- [À FAIRE]
1/ D'après la critique du roman, pour quelle raison Sirine a-t-elle été enfermée dans la cellule ?
2/ Poursuivez la critique du roman à partir de sa dernière phrase.

- [EXTRAIT DU DOCUMENT]
________________________________________
Il a des enfants en France et une fille restée en Tunisie : Essia
Il n’y a pas que des hommes et femmes dans ce livre, mais aussi une cellule. Oui, tu as bien lu sans que cela soit loufoque, la romancière lui permet de livrer ces états d’âme. Ce sont ces passages qui m’ont le plus ébranlée, émue.
La cellule, elle, elle les a tous vus passer.
Les uns après les autres.
Elle a entendu les cris et les pleurs.
Leurs pas et leurs peurs.
Elle, elle sait ce qu’il va leur arriver maintenant qu’ils sont entre ses murs. Ses cloisons sont imprégnées d’urine, de sang, de l’odeur de la peur.
La cellule témoin silencieux, pierres de mots et de maux.
Elle entend tout. Témoin muet qui saura toujours qui est passé entre ses murs. Qui est passé et ce qu’il s’est déroulé.
Les pleurs et les prières
les coups et les colères.
Il y a eu Sirine, enfermée, car elle a publié un poème avec une liberté de ton, il y a eu aussi Nourredine qui a refusé d’accuser à tort un voleur, pas le sien, un homme qu’il ne connaissait pas, il l’a dit au commissariat et il s’est retrouvé chez moi.
Aujourd’hui, il y a Medhi, mais la différence pour lui c’est que la foule qui gronde dehors le nourrit d’espoir. Ce mot, espoir, il n’a jamais existé en ces murs ou si peu, si vite anéanti. Détruit.
Medhi, lui, il veut raconter le cœur battant de son pays, ce qu’il a vu à Sidi Bouzid il y a vingt jours. L’homme qui a mis le feu aux poudres, l’homme qui a rallumé l’étincelle dans le cœur des jeunes Tunisiens.
Lui, dans sa cellule. 28 ans, il a des rêves plein la tête, un avenir à construire. Il est journaliste.
Enfermé, muselé. Il entend les bruits des cellules voisines.
Il repense à cet homme qui s’est immolé. Cet homme n’a pas supporté une humiliation de plus. Cet homme a amorcé quelque chose d’inédit en Tunisie.
Il y a 2 jours. 5000 personnes à son enterrement. Il a allumé un feu, mais la flamme continue de brûler, de se reprendre, les poings sont levés.
Si Mehdi pense à son avenir, il réfléchit surtout à l’avenir de son pays.
________________________________________
Données de détection d'objets:
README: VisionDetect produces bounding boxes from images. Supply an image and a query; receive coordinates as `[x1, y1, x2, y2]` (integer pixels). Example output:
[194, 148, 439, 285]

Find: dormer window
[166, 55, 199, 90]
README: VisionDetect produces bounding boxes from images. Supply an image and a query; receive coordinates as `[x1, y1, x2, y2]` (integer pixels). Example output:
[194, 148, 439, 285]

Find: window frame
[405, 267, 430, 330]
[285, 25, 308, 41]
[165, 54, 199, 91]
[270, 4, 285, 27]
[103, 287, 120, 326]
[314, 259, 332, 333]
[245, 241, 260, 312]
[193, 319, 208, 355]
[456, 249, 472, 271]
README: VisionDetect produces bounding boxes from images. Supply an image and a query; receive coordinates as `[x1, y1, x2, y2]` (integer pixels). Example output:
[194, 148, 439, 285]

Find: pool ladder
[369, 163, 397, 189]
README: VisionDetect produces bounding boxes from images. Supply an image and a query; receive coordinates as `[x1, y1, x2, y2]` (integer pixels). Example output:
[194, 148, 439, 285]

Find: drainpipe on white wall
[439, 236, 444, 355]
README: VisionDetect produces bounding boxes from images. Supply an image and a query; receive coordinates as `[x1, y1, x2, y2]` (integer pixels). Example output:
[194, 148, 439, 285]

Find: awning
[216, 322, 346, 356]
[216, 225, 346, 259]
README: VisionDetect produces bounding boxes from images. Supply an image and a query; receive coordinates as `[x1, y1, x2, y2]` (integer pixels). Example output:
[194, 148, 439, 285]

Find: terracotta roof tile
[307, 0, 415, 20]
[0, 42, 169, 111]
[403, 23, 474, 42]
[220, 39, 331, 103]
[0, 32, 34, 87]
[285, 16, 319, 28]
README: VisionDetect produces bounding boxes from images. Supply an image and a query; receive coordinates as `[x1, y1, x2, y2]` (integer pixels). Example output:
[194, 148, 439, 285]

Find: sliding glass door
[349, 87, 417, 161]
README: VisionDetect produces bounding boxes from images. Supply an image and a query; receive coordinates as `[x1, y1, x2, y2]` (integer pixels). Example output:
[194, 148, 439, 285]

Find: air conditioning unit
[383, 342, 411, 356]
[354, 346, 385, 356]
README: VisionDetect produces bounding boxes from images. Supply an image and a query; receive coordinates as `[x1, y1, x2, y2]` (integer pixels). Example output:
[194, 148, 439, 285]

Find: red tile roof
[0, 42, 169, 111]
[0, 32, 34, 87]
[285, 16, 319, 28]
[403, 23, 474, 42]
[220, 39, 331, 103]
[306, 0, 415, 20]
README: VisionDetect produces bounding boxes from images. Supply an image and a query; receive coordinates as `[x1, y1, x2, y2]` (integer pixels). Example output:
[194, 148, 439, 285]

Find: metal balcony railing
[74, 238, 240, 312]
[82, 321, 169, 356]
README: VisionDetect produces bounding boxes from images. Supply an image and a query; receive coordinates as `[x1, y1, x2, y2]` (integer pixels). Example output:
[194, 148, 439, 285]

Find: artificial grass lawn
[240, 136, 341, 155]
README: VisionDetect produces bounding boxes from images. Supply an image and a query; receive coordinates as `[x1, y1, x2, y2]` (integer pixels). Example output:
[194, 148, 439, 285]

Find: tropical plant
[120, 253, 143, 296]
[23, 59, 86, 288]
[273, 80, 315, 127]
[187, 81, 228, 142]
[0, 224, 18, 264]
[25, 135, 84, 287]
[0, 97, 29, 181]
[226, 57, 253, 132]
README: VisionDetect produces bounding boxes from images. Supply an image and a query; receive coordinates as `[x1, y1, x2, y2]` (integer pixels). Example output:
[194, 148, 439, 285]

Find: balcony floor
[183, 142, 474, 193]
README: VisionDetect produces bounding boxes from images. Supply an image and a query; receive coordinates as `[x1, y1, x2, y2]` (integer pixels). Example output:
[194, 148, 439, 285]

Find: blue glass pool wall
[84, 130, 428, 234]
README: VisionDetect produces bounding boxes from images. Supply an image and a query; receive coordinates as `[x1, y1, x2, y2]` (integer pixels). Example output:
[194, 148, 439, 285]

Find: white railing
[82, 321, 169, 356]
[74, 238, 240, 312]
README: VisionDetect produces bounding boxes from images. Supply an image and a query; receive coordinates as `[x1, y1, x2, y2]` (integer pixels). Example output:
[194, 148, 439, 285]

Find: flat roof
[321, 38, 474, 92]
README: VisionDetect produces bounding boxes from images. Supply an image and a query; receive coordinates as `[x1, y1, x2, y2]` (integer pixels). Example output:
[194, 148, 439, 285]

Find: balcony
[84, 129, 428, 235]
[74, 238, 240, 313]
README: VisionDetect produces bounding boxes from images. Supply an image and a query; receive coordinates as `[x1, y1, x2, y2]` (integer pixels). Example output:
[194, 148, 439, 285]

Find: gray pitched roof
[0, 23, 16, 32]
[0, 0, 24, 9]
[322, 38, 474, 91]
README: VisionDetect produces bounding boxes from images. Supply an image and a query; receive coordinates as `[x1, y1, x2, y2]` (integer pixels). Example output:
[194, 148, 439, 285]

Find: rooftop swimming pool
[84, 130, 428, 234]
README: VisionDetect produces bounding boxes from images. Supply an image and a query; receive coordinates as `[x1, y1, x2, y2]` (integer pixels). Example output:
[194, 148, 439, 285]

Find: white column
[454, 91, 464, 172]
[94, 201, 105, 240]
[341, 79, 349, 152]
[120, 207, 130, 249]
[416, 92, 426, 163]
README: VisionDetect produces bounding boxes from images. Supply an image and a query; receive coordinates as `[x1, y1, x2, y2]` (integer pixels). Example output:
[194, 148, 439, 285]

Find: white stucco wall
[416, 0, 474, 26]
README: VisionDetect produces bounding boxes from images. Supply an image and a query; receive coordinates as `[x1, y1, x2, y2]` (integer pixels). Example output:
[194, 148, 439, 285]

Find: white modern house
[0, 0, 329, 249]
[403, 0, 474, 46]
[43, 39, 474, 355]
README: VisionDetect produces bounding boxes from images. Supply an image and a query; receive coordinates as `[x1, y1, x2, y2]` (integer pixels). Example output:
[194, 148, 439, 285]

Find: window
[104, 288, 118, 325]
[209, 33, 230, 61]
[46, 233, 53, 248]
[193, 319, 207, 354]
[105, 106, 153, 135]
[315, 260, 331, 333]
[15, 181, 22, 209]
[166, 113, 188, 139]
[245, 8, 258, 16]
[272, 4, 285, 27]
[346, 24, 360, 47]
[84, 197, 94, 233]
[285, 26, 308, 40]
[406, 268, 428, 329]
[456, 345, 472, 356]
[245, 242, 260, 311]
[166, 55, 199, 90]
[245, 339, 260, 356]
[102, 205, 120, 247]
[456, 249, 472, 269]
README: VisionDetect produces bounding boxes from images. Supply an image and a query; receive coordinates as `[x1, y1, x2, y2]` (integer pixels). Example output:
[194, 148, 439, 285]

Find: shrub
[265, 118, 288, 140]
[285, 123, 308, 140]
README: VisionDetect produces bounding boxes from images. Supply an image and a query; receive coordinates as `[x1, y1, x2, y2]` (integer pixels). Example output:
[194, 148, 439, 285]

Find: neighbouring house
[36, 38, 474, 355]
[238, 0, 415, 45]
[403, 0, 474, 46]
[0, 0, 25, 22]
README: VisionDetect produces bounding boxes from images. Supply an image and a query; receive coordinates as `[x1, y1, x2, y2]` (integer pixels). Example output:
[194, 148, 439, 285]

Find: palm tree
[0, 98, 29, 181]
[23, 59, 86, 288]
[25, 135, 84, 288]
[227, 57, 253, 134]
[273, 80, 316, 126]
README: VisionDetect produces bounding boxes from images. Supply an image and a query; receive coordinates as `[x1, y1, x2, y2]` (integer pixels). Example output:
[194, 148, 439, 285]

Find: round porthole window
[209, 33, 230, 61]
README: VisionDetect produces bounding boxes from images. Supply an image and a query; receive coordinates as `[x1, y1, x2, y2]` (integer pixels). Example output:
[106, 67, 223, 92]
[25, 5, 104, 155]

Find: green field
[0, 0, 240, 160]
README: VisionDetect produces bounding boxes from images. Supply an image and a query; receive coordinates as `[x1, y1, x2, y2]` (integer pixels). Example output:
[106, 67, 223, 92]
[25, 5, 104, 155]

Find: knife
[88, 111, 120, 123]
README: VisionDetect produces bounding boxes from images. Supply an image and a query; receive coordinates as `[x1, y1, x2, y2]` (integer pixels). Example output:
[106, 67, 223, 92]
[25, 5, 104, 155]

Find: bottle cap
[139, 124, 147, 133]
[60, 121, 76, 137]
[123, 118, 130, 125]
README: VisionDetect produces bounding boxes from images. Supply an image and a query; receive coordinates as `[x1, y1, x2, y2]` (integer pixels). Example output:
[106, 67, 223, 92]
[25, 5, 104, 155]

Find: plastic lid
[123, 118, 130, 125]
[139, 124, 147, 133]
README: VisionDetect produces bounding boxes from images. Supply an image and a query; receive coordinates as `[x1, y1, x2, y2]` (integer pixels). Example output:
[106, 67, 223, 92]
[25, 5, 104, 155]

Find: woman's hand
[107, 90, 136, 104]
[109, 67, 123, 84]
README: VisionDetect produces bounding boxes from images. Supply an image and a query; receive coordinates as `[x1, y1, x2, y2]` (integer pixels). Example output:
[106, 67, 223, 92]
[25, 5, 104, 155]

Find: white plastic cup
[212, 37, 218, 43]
________________________________________
- [RÉSULTATS]
1/ Sirine a été enfermée parce qu'elle avait publié un poème écrit avec une liberté de ton.

2/
Il faut écrire, surgir. Briller, consteller. Il faut s’engager dans ce mouvement qui est en marche depuis un moment, mais qui a, jusqu’à présent, toujours réduit au silence, à l’inertie. Pieds, poings et paroles muselées. Sites internet surveillés. Personne en sécurité. Une société névrosée, censurée, étouffée qui a fini par exploser.
Il y a Essia, la jolie métisse que Mehdi a rencontrée 1 mois plus tôt dans une librairie
Un homme qui lui donne envie de se réinventer. De tout bousculer.
Ce qu’elle préfère c’est se réfugier dans ses livres préférés. Ceux qui l’apaisent l’aident face à l’obscurité et l’incertitude. La magie et le pouvoir des histoires de pouvoir se transporter en pensée dans l’univers et les émotions de quelqu’un.
Elle voit son pays changer, se transformer. Tunis change, tout se transforme, même le ciel, même les branches de jasmin qui étaient son royaume quand elle n’était qu’une enfant.
Essia et Medhi qui viennent de se rencontrer et dont tu lis les baisers enfiévrés, la fougue de l’amour qui fait tout oublier, qui comme une vague emporte tout sur son passage
Elle aime Medhi pour son engagement, sa flamme et son mystère.
Mama Maïssa mère, de Yacine, la relation qui unit Essia et sa grand-mère m’a fortement émue.
Mama Maïssa, cette femme qui a déjà tellement vécu, mariée a 13 ans.
On peut se réfugier contre sa poitrine et se laisser réconforter.
Écouter ses histoires.
Elle qui ne sait pas lire a toujours eu cette faculté de vous faire imaginer.
Un personnage marquant du roman. Vraiment.
Tunis, Monastir, Sfax, Sbeïtla, région délaissée où se tient tous les ans un printemps artistique.
Sbeïtla que Essia compare à la reine Didon, car comme dans la légende carthaginoise, la ville s’étend.
Tala, Kasserine, Regueb, Menzel, bouzaïane, Jendouba, Zaghouan, Kairouan, Gabès, Sfax, Sidi Bou Saïd, le mont Kornine.
Je te mets en story des images et des liens pour que tu t’immerges comme moi dans ce pays que je connaissais si mal et que grâce à son auteur j’ai pu découvrir ses multiples facettes. Son histoire, son passé, son présent, son futur en perspective, et aujourd’hui, en 2011 à l’heure où tu suis Essia, la cellule, Yacine, Medhi.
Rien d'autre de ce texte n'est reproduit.